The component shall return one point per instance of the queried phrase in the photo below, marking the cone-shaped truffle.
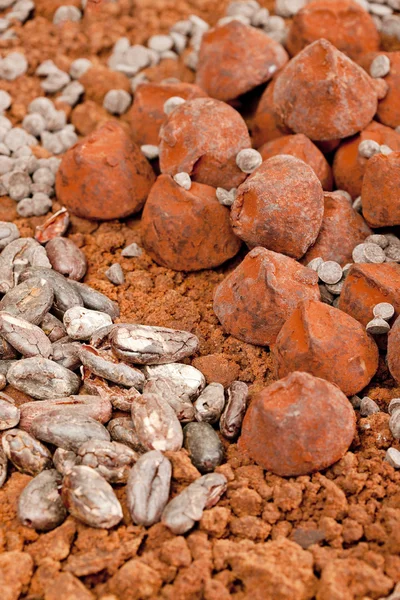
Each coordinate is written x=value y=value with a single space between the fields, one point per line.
x=324 y=94
x=280 y=206
x=235 y=58
x=187 y=230
x=202 y=137
x=298 y=425
x=255 y=300
x=104 y=176
x=343 y=22
x=341 y=230
x=301 y=147
x=328 y=343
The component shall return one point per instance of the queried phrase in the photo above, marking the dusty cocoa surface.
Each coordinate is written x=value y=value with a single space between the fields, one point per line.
x=334 y=535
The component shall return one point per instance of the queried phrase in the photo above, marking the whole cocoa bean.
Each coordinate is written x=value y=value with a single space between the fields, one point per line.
x=26 y=453
x=145 y=345
x=67 y=430
x=30 y=300
x=156 y=423
x=231 y=419
x=42 y=378
x=65 y=295
x=40 y=505
x=204 y=446
x=184 y=510
x=9 y=413
x=90 y=499
x=95 y=300
x=148 y=488
x=26 y=338
x=66 y=258
x=111 y=460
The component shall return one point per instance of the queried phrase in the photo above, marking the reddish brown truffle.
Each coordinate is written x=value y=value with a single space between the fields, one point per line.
x=298 y=425
x=301 y=147
x=389 y=107
x=266 y=125
x=280 y=206
x=187 y=230
x=341 y=230
x=146 y=114
x=202 y=137
x=349 y=166
x=327 y=343
x=343 y=22
x=393 y=354
x=104 y=176
x=324 y=94
x=99 y=80
x=253 y=302
x=367 y=285
x=380 y=190
x=235 y=58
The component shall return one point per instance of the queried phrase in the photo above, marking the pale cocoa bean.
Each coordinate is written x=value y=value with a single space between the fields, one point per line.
x=90 y=498
x=111 y=460
x=30 y=300
x=26 y=453
x=40 y=505
x=156 y=423
x=42 y=378
x=148 y=486
x=26 y=338
x=145 y=345
x=66 y=258
x=67 y=430
x=232 y=417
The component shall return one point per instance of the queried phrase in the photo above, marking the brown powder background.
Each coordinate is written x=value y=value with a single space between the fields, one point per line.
x=333 y=535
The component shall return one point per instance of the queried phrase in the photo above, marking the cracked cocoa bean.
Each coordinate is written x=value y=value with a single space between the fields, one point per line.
x=26 y=338
x=65 y=295
x=95 y=300
x=231 y=420
x=103 y=365
x=182 y=512
x=204 y=446
x=156 y=423
x=30 y=300
x=66 y=258
x=90 y=498
x=9 y=413
x=26 y=453
x=40 y=505
x=111 y=460
x=67 y=430
x=145 y=345
x=42 y=378
x=210 y=404
x=148 y=486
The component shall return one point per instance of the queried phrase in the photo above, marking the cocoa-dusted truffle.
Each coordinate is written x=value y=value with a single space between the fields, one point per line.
x=280 y=206
x=146 y=115
x=104 y=176
x=301 y=147
x=341 y=230
x=324 y=94
x=187 y=230
x=253 y=302
x=327 y=343
x=235 y=58
x=343 y=22
x=202 y=137
x=349 y=165
x=298 y=425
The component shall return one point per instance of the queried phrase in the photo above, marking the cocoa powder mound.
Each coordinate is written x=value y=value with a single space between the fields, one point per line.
x=332 y=535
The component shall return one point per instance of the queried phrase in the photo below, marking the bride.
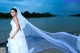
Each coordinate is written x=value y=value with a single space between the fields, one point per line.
x=26 y=38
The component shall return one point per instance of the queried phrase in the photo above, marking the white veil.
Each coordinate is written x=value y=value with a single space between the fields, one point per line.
x=39 y=40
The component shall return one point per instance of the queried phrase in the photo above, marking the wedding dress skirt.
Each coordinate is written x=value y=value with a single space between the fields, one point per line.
x=18 y=44
x=34 y=40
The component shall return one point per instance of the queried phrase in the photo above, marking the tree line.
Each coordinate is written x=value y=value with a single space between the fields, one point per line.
x=27 y=14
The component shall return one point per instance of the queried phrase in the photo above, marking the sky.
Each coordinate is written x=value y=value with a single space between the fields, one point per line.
x=56 y=7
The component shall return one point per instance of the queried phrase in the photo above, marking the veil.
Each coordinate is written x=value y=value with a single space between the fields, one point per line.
x=42 y=41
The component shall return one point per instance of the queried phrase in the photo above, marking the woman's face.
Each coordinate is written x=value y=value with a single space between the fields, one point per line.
x=13 y=13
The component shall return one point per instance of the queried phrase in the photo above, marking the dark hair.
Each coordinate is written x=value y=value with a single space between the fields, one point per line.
x=14 y=9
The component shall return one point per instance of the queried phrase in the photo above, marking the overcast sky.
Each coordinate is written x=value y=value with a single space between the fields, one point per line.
x=58 y=7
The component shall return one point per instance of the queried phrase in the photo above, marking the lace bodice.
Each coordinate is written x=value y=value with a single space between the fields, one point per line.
x=13 y=26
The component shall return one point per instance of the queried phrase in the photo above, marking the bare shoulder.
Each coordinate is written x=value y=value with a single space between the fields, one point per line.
x=16 y=20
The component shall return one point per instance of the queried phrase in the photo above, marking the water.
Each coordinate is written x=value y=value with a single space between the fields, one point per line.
x=50 y=24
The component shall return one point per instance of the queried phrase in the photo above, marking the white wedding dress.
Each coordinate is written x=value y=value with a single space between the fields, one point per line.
x=18 y=44
x=31 y=39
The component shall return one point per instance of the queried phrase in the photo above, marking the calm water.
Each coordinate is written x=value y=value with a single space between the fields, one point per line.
x=51 y=24
x=69 y=24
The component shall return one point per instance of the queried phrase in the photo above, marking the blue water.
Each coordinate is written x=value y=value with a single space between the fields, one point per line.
x=51 y=24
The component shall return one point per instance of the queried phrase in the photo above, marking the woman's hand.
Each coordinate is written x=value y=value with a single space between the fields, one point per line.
x=12 y=37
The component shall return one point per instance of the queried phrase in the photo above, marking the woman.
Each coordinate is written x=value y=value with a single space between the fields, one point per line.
x=16 y=38
x=26 y=38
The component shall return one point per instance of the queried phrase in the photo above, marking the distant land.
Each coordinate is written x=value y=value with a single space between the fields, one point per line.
x=76 y=15
x=27 y=14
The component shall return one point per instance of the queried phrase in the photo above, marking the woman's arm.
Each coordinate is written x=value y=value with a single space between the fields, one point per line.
x=17 y=29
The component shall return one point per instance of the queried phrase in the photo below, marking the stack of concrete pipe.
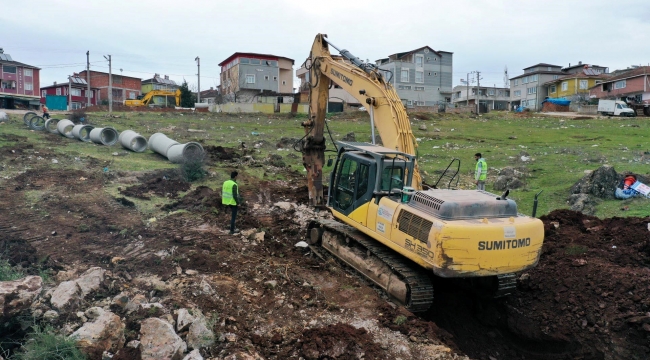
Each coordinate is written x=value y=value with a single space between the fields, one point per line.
x=103 y=136
x=65 y=127
x=133 y=141
x=174 y=151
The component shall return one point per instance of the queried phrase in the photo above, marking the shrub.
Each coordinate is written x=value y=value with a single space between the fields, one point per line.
x=7 y=273
x=45 y=343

--- PROBLEM TO SOLVE ---
Copy exactly, please, the lines that run from the line holding "the woman's arm." through the closing line of the material above, omitting every picture.

--- SOLVED PROBLEM ---
The component shall return one point per instance of the queried phrase in the photo above, marking the woman's arm.
Each coordinate is written x=value y=value with a single space between the fields, one point per line.
x=17 y=29
The component shall return one point per instance of the queried phrase in the photo below, marking the stack of concrete pipe.
Each coordinate is written x=value y=value with a single space between the fields, one point per line.
x=103 y=136
x=65 y=127
x=133 y=141
x=174 y=151
The component shall return one point per instance of the queried phrase in the photo above, marking the shrub.
Each coordinate is written x=value y=value with a single space between the fields, one point per line.
x=7 y=273
x=45 y=343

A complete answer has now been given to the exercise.